*** Selection

After the Great Depression struck, Webster’s ex-husband reneged on his alimony, so she took him to the New York State Supreme Court. When she disagreed with the ruling, she barged into the Justice’s courtroom during another trial to demand a new hearing.
Meanwhile, she’d married Hugh Webster of Vermont, who portrayed himself as a successful businessman. The two bought a house in Phoenix’s Arcadia area, possibly because her adopted daughter had tuberculosis. They split their time between Arizona, where they bought and sold land, and Vermont, where Webster threw society soirées. But if Hugh thought Webster would stand for him stealing her money to pay off debts to his ex-wife and ex-girlfriends, he was mistaken. She divorced him in 1928.
A few years later, the single mother returned to Phoenix from a trip to Switzerland carrying rare cacti. When she inquired how to care for them, she was directed to what is now Old Town Scottsdale, down a lane where signs proclaimed “Save the Desert,” to the horticultural haven of Gustaf Starck.

******

## Directive A
Swap "white" for "red" in the entries, starting with the line with "# draw the outline of every instance of the woman" and going on through the line with "34 L 234 35", and write out only those lines with everything else unchanged.
The Webster passage and the entries that follow it are unrelated.

*** Data to process

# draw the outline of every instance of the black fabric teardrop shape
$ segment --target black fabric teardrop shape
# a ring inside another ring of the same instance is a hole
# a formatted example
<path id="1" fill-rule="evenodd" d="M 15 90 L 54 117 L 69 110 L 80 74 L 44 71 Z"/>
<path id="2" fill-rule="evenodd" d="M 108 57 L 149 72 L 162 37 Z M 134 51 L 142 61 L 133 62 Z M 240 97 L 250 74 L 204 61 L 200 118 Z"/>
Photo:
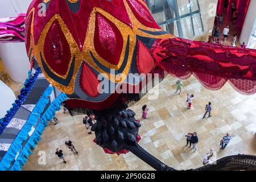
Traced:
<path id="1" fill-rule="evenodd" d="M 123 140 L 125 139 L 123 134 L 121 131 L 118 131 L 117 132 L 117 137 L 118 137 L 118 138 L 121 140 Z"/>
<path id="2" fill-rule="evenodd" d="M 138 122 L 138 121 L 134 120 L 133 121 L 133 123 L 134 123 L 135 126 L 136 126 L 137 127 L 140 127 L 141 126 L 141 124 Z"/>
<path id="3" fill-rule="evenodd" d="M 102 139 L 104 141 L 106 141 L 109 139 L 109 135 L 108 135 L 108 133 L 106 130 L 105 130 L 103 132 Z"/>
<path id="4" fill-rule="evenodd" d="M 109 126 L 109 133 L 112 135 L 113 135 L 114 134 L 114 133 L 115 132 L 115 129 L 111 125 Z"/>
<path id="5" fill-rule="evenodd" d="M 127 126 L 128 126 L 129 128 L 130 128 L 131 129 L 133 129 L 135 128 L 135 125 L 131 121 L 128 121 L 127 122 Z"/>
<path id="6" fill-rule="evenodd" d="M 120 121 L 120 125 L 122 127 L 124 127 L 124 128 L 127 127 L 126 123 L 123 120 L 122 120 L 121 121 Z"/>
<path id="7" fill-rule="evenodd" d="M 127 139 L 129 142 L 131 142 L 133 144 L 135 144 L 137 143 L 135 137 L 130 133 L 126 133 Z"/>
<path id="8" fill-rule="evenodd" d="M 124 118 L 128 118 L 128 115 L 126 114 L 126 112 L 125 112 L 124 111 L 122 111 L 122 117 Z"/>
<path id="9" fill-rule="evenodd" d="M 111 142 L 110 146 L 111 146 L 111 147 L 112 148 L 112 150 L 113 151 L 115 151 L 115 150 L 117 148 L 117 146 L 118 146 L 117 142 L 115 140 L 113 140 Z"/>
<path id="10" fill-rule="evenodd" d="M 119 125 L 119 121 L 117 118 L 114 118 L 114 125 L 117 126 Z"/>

******
*** Data to process

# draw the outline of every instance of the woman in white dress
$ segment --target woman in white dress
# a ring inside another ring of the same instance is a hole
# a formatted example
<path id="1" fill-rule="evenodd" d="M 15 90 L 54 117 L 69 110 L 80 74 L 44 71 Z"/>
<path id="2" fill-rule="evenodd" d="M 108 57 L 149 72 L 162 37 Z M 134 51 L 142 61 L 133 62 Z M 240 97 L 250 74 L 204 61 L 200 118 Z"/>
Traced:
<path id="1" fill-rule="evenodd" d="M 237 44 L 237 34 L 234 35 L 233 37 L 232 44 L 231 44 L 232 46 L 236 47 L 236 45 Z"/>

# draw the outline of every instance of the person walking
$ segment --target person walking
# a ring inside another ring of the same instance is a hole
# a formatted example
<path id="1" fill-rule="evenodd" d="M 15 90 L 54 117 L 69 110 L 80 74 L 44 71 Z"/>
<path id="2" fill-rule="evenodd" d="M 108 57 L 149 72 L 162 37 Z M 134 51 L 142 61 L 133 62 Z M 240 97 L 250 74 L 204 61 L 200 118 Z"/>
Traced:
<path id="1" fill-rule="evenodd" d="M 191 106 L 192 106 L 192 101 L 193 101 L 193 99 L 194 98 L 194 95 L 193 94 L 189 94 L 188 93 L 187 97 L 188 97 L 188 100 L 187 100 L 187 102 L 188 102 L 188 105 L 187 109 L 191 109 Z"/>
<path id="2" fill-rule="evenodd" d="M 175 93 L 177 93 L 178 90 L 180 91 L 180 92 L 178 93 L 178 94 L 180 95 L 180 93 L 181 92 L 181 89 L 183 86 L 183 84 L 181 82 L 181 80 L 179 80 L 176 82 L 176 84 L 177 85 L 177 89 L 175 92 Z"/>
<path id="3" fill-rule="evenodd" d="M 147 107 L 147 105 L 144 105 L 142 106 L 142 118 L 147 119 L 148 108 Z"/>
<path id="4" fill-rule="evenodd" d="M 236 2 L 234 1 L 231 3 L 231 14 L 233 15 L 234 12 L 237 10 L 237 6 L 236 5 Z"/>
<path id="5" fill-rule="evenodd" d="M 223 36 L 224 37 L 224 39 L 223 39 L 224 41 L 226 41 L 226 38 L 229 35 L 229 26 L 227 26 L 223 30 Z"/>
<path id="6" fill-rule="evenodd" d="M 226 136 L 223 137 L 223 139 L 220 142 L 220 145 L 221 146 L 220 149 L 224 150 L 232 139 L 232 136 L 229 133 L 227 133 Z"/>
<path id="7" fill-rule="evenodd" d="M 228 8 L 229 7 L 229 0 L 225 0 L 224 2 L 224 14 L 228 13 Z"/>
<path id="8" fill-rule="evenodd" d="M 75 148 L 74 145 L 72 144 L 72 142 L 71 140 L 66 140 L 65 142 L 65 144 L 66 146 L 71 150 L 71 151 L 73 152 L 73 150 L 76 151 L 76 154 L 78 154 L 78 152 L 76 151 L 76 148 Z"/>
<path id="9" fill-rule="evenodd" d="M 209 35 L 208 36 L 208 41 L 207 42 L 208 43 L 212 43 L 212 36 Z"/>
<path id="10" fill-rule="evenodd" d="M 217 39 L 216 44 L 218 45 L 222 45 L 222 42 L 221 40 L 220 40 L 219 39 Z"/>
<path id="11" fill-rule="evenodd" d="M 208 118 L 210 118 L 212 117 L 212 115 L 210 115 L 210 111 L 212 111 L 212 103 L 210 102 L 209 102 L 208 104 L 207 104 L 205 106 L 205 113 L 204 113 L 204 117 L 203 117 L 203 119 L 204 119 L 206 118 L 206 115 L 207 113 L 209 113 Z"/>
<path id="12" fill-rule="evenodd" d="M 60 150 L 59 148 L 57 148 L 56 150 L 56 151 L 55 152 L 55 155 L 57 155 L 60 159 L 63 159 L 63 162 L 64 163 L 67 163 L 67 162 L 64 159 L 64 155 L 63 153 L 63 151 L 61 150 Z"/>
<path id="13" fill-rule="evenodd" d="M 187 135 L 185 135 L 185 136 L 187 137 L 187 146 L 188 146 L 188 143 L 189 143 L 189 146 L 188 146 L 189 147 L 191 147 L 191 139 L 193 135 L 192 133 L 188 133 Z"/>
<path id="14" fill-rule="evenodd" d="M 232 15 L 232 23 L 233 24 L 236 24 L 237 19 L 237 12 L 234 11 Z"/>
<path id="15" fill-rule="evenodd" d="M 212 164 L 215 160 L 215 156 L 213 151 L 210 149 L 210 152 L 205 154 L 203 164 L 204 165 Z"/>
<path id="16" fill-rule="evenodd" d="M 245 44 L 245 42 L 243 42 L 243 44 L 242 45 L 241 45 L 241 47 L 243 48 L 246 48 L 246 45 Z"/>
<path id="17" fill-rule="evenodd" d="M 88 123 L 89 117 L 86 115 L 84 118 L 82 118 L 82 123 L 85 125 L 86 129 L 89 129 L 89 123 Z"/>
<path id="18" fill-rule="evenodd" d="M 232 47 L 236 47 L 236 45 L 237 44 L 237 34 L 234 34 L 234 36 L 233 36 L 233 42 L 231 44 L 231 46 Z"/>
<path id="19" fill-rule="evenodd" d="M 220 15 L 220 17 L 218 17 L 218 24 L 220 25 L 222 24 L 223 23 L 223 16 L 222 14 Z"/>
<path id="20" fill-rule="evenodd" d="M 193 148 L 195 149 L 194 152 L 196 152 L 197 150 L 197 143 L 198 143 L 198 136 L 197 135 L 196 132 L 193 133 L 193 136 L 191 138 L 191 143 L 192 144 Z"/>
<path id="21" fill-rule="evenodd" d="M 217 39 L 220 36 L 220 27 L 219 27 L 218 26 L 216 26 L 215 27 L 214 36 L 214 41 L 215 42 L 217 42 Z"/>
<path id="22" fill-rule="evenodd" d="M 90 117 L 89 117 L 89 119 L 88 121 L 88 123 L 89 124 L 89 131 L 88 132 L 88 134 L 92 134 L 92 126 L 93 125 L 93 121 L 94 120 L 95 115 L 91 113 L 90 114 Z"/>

******
*** Data to process

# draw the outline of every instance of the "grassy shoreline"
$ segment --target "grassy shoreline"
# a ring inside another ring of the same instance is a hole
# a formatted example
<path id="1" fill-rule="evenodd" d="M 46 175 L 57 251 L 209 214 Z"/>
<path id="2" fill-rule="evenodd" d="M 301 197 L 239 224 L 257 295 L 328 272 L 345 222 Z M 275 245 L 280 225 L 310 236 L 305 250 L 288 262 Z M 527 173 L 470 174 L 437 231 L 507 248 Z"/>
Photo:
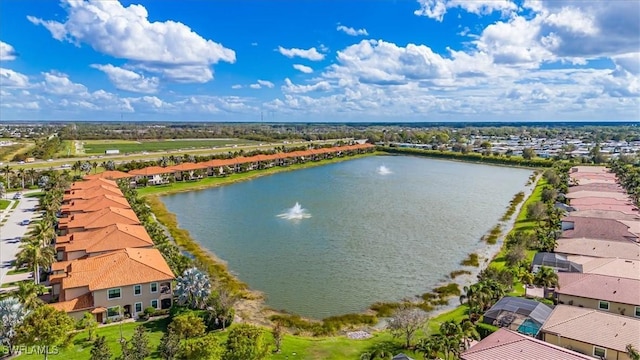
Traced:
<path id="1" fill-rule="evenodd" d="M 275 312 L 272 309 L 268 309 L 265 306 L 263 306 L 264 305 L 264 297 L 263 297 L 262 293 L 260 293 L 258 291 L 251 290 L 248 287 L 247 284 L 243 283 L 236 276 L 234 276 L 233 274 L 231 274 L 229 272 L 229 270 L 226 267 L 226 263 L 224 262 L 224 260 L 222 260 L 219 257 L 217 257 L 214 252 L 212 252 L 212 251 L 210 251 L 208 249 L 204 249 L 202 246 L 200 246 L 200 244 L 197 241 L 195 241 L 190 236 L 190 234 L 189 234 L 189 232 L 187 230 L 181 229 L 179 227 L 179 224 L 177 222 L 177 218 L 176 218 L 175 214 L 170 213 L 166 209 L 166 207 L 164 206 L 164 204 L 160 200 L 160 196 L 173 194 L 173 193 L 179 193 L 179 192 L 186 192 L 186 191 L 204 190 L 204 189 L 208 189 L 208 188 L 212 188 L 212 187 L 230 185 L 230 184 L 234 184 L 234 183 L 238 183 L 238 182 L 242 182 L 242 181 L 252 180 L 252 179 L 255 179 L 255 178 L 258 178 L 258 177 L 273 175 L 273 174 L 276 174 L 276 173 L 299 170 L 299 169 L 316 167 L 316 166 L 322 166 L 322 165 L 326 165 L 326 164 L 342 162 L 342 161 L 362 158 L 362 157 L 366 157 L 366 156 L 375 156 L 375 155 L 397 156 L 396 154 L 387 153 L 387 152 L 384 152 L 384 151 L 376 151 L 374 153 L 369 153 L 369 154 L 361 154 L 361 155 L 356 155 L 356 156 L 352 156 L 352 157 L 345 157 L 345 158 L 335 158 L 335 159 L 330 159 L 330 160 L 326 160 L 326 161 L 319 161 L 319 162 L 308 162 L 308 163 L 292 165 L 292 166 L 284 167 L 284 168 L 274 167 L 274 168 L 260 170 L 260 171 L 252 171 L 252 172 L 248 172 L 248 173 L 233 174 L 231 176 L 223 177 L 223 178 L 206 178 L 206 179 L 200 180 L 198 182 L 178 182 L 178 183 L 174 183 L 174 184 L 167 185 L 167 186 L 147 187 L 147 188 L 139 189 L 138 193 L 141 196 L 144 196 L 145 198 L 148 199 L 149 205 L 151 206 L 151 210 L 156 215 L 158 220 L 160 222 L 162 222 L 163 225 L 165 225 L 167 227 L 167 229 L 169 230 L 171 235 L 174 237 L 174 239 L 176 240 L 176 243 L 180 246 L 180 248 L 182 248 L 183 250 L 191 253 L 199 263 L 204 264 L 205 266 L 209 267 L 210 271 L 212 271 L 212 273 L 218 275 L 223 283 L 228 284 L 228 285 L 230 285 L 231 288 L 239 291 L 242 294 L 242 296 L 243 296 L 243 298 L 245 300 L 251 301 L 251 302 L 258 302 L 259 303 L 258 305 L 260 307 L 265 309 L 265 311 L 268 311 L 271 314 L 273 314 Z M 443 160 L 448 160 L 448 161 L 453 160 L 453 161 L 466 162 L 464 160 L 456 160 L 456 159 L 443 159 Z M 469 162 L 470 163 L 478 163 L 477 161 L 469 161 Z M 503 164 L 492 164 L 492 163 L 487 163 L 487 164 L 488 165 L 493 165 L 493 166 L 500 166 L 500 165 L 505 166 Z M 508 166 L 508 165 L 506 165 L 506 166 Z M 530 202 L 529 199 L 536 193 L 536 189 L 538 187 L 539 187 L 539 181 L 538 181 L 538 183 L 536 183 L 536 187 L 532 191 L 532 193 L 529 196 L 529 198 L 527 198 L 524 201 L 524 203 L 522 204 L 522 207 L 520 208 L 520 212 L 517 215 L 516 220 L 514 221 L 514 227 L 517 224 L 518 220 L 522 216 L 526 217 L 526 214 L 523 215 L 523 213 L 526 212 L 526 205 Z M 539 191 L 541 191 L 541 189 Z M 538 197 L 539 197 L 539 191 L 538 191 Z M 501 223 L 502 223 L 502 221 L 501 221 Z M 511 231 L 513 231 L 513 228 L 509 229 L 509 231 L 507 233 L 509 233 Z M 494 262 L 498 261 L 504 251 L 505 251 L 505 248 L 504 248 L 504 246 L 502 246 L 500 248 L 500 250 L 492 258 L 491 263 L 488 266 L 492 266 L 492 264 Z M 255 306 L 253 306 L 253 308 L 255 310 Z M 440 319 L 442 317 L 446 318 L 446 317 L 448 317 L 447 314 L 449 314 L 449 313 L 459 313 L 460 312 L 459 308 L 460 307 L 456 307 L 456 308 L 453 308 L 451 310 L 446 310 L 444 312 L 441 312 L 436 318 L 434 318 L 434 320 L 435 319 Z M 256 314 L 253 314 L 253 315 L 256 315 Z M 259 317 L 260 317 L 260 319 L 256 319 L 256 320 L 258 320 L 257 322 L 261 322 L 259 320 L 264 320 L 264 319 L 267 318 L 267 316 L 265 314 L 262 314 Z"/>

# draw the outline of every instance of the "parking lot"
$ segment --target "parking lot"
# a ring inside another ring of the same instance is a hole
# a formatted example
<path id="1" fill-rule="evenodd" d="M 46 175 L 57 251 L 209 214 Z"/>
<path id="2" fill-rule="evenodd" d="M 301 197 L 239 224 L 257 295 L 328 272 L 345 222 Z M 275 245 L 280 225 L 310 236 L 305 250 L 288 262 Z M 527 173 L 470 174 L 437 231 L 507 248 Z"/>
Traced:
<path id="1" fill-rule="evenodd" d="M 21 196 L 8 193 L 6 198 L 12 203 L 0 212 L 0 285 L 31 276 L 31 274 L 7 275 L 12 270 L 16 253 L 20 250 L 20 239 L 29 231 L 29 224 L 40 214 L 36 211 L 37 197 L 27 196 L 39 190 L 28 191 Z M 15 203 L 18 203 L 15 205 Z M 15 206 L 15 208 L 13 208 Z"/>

******

## Directive B
Duplicate the Webster passage word for word, starting with "After the Great" and going on through "a new hearing.".

## Exercise solution A
# draw the outline of every instance of the woman in red dress
$ segment --target woman in red dress
# a ring inside another ring of the same instance is a hole
# a formatted example
<path id="1" fill-rule="evenodd" d="M 15 90 L 54 117 L 69 110 L 80 74 L 44 71 Z"/>
<path id="2" fill-rule="evenodd" d="M 108 57 L 149 72 L 162 37 Z M 134 51 L 142 61 L 133 62 Z M 240 97 L 250 74 L 204 61 L 200 118 Z"/>
Traced:
<path id="1" fill-rule="evenodd" d="M 237 44 L 237 34 L 234 35 L 233 37 L 232 44 L 231 44 L 232 46 L 236 47 L 236 45 Z"/>

## Exercise solution B
After the Great Depression struck, Webster’s ex-husband reneged on his alimony, so she took him to the New York State Supreme Court. When she disagreed with the ruling, she barged into the Justice’s courtroom during another trial to demand a new hearing.